## Record list
+---+
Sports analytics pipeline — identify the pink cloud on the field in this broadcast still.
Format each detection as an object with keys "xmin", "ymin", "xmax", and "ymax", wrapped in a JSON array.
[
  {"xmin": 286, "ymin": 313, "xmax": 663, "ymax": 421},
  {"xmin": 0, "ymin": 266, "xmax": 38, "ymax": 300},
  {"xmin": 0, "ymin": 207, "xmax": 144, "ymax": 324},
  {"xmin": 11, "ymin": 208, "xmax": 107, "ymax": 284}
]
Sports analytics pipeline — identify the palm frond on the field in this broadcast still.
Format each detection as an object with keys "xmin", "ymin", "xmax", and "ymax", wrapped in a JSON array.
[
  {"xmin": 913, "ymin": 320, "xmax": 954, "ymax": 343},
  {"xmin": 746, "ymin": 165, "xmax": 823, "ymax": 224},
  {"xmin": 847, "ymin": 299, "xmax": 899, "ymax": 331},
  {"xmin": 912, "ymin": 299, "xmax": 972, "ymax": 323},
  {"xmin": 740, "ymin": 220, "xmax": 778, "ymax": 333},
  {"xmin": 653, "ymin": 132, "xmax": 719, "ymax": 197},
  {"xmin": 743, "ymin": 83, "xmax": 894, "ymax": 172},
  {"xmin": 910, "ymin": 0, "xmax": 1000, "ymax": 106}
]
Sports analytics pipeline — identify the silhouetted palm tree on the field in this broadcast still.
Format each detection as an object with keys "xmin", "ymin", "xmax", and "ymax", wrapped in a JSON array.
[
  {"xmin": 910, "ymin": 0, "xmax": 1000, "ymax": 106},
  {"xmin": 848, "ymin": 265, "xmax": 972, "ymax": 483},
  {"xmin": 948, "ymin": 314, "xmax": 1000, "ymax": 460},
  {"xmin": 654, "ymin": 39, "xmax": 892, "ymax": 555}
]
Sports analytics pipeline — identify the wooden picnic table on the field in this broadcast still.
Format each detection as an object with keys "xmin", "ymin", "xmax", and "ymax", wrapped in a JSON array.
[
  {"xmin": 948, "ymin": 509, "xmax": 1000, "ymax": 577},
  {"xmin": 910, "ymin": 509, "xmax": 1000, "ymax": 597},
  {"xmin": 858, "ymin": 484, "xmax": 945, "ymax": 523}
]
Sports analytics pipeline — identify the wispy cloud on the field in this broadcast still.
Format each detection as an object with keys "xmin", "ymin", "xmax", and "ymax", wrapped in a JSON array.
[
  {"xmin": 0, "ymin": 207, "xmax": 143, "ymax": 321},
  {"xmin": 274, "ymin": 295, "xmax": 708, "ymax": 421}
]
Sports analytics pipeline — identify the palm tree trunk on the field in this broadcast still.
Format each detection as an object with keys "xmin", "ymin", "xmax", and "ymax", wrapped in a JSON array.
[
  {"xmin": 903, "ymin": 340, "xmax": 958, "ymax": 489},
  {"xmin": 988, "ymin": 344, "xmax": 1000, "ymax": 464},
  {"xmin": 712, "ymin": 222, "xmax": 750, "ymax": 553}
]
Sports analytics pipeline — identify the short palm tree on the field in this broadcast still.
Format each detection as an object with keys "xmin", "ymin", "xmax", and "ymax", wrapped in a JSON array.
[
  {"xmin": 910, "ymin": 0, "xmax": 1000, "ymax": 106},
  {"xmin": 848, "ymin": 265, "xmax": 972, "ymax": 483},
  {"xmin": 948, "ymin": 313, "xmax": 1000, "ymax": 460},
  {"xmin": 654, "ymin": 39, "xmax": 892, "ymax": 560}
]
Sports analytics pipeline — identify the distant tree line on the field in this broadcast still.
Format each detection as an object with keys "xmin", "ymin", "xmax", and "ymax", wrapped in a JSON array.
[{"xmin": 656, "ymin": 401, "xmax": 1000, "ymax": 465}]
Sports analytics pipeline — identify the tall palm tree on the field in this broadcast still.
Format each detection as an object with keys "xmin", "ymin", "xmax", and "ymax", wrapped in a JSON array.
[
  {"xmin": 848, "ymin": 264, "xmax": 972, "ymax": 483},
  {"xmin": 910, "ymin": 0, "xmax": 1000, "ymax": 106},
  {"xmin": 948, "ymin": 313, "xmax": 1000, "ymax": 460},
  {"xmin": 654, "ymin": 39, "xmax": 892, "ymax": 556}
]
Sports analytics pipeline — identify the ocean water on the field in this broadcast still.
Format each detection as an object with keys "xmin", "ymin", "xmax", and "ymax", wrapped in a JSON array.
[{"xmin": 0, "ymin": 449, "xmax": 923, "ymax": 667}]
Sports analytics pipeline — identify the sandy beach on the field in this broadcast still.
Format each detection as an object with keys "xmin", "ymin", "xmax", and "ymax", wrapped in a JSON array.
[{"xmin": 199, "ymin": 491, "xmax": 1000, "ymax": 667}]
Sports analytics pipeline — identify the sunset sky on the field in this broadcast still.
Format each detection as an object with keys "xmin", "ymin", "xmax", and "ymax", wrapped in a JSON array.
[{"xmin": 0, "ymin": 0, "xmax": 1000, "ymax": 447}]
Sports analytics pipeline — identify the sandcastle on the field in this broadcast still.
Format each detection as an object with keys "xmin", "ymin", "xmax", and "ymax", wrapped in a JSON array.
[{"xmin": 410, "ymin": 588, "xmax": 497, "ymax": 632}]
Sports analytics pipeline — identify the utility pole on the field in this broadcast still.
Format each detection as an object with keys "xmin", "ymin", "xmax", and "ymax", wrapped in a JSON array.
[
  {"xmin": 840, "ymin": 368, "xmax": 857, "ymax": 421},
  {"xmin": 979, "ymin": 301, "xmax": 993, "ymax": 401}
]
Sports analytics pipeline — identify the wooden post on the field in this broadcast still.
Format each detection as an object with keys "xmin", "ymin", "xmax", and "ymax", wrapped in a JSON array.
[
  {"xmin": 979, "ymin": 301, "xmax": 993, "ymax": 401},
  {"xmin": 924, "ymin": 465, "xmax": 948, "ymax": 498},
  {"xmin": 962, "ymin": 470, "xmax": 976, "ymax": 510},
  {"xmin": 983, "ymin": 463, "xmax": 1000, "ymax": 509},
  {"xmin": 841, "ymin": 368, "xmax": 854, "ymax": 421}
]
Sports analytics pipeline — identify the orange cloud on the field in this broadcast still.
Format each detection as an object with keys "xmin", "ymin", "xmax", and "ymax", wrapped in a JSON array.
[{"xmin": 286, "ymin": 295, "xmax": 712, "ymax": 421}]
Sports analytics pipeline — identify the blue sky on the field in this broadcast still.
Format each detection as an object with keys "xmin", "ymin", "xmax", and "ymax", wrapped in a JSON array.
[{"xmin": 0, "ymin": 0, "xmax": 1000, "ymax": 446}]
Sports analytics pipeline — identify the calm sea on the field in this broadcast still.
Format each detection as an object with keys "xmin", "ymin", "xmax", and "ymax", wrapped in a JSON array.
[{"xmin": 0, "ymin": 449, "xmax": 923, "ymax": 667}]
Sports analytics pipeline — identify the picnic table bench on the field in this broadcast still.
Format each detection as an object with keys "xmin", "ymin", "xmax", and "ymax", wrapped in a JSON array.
+---+
## What you will do
Collect every line of the material that contains the string "palm" and copy each one out.

## Result
Sports analytics pipeline — identify the palm frond on the field in this broadcast still.
Sports analytics pipeline — identify the silhouetted palm tree on the field in this broadcast still.
Sports analytics pipeline — identify the palm tree trunk on the field in this broadcast still.
Sports analytics pipeline — identify the short palm tree on the field in this broadcast still.
Sports analytics pipeline — identify the tall palm tree on the field in this broadcast still.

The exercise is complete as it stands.